Problem description →
Answer these questions using the stockholders agreement excerpt below.
1. What must a Permitted Transferee who is not already a Stockholder execute upon consummation of the Sale?
2. What date does the certificate legend give for the Stockholders Agreement?
3. According to the legend, where is a copy of the agreement on file?

Document →
..........
2.3 Conditions on Permitted Transfers. Notwithstanding anything contained herein to the contrary, any Sale of Stock in a Permitted Transfer hereunder shall be subject to the conditions that the Permitted Transferee shall, upon consummation of such Sale, if the Permitted Transferee is not already a Stockholder, execute an addendum to this Agreement substantially in the form of Exhibit A attached hereto, thereby agreeing to be bound by the terms of this Agreement applicable to its transferor and shall thereafter be deemed a Stockholder, and a member of the same Stockholder Group as the Stockholder making the Permitted Transfer, for all purposes of this Agreement. The Company shall not issue any Stock (or certificates representing Stock) to any Person who is a Permitted Transferee unless and until each of the conditions to Sale set forth in the preceding sentence is satisfied by such Person.
2.4 Legends. Each certificate representing shares of Stock shall bear a legend substantially to the following effect:
“THE SECURITIES REPRESENTED BY THIS CERTIFICATE ARE SUBJECT TO THE RESTRICTIONS ON TRANSFER AND OTHER PROVISIONS SET FORTH IN THE STOCKHOLDERS AGREEMENT BY AND AMONG THE COMPANY AND CERTAIN STOCKHOLDERS OF THE COMPANY, DATED MARCH 12, 2008 AS THE SAME MAY BE AMENDED FROM TIME TO TIME, A COPY OF WHICH IS ON FILE IN THE OFFICE OF THE COMPANY.”
..........
(Location annotation dataset excerpts)
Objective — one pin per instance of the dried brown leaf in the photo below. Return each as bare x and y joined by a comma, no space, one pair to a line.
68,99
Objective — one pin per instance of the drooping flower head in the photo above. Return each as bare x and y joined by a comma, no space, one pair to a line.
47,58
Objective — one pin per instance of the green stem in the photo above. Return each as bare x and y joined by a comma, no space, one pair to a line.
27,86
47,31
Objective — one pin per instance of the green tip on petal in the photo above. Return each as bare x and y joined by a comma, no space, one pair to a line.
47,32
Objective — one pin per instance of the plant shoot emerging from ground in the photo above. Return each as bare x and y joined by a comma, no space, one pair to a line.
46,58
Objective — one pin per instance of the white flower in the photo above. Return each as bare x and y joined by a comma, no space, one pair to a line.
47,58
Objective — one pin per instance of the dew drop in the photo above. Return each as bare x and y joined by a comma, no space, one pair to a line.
..........
Full response →
1. An addendum to the Agreement substantially in the form of Exhibit A.
2. March 12, 2008.
3. In the office of the Company.